• 提示された文章
------------------------------------------------------------------------

オーストラリアで出会った人で、忘れ難い者はたくさんいるが、中でもいっぱいエピソードをくれた娘がいる。
まさに「おてんば」がピッタリの娘だった。
メキシコで大学を卒業したが、中南米ではなかなか就職事情が厳しいので、オーストラリアに来たそうだ。
CAEコースで出会ったが、既に彼女はReadingも、米国英語のSpeakingも達者であり、入国時から優秀だった。
ほぼ毎日、私の向かいの席に座っていたそんな彼女は、3回、私のテキストにコーヒーをぶちまけてくれたし、ハエが飛んでたら手のひらでやっつけちゃうような娘だ。
Farewell Party
このコース終了時に、打ち上げのようなものを私が主催したのだが、放課後は毎日アルバイトをしている活発なこの娘は、ちょうど1軒目から2軒目のカラオケに移るタイミングでパーティへ参入した。
最大キャパ11名のそのカラオケ店に13人で向かった。
韓国人が経営しているらしく、店員は韓国人。
人数を伝えると、いや11名までだってば、と当然言われたが、そこはクラスメイトの韓国人が母国語でネゴ。
すんなり13名で突入した。
写真:まだ序の口(ソジュの数から)
その後はハッキリ言ってあまり記憶がない。
1軒目でそれなりに飲んでいた上に、ソジュやビールを中心に全員で飲んで、歌って、踊ったからだ。
みんな楽しんでるな~と思った記憶から、プッツリと飛んで、次の記憶は、おてんばさんが、トイレの前の小さなベンチに腰掛けて、プラスチックのコップに吐いているシーンだ。
そしてそのコップは私が持っている。
私の袖口は当然汚れている。
他にも、トイレで戻している人が何人かいたらしい。
この日は雨が降っており、夜は非常に冷え込んだのだが、その予報を見ていた私は、ライトダウンをバックパックにしのばせていた。
外に出たおてんばが寒いと言うので、それを着せあげた。
踊って暑かったらしく、セータを脱いでTシャツだったためだ。
クラスメイト達はパラパラと解散したらしく、最後は誰がこのおてんばをどうするか、数名で談義していたのを覚えている。
結局私がタクシーで送っていくことになったのだが、私はおてんばが最近引っ越したばかりだということを知っていたので、意識もうろうとしているこの子が、正しい住所を言えるか不安だった。
「大丈夫、言える言える!」
目をつむったまま自信たっぷりにそう言う彼女を信じ、タクシーへ乗り込んだ。
学校と家との往復しかしていない私には、そこはどこだかさっぱりわからなかったが、おてんばの言う住所にたどり着き、ふらふらする彼女を支えながら、すこし歩いた。
「もう1人で帰れるって!」
と自信たっぷりにまた言うものだから、私もすごい酔っぱらっていて早く帰りたかったので、「オーケーバーイ」と言って、待たせていたタクシーに戻った。
私の家にタクシーが着いた時、彼女のスマホが座席に残されているのに気づいた。

------------------------------------------------------------------------

• データセット内容

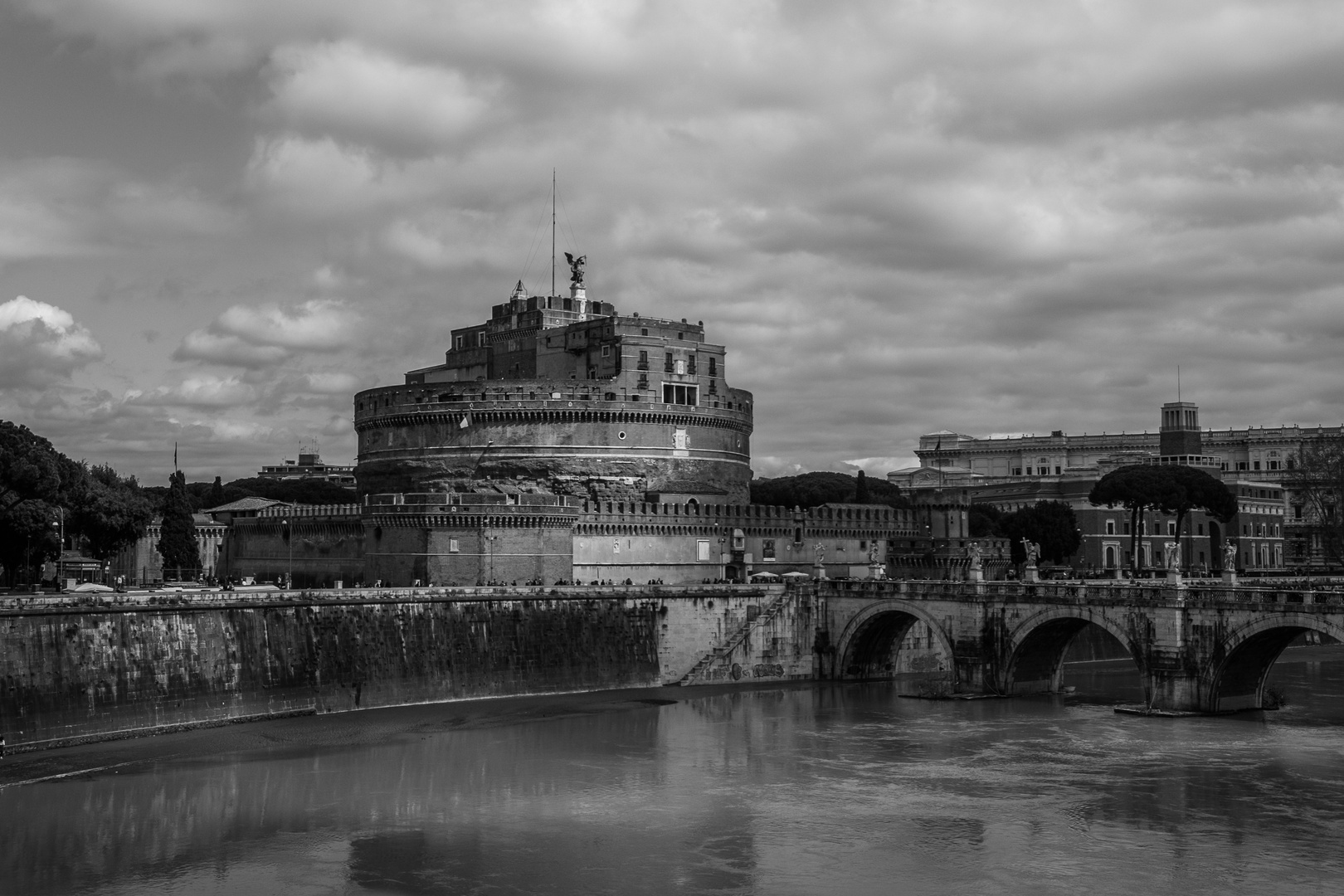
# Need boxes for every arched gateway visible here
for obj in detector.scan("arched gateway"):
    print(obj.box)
[835,601,957,692]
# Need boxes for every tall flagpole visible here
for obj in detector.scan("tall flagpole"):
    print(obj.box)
[551,168,555,295]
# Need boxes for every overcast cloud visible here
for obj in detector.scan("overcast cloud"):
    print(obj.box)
[0,0,1344,491]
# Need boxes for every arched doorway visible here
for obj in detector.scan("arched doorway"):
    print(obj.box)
[835,601,956,696]
[1207,614,1344,712]
[999,608,1147,703]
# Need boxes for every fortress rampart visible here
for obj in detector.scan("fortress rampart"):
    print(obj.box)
[355,380,752,503]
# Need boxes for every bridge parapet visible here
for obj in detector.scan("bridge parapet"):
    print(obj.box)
[801,579,1344,606]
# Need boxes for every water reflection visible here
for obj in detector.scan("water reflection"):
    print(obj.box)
[0,650,1344,896]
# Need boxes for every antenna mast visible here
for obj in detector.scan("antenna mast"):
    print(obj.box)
[551,168,555,295]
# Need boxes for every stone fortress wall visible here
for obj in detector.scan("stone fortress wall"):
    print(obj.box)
[355,380,752,504]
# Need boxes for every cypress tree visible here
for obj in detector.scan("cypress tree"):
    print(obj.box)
[158,470,200,575]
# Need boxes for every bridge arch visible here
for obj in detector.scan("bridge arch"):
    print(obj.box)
[997,606,1149,696]
[1201,612,1344,712]
[836,599,957,685]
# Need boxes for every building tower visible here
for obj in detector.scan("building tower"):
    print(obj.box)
[1157,402,1205,464]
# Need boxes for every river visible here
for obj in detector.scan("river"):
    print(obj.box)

------------------------------------------------------------------------

• 課題文
上に示したオーストラリアでの思い出の文章から、「人数を伝えると、いや11名ま」から「コップに吐いているシーンだ。」に至るまでの全文を、一字一句変えずに書き出すこと。

• 解答例
人数を伝えると、いや11名までだってば、と当然言われたが、そこはクラスメイトの韓国人が母国語でネゴ。
すんなり13名で突入した。
写真:まだ序の口(ソジュの数から)
その後はハッキリ言ってあまり記憶がない。
1軒目でそれなりに飲んでいた上に、ソジュやビールを中心に全員で飲んで、歌って、踊ったからだ。
みんな楽しんでるな~と思った記憶から、プッツリと飛んで、次の記憶は、おてんばさんが、トイレの前の小さなベンチに腰掛けて、プラスチックのコップに吐いているシーンだ。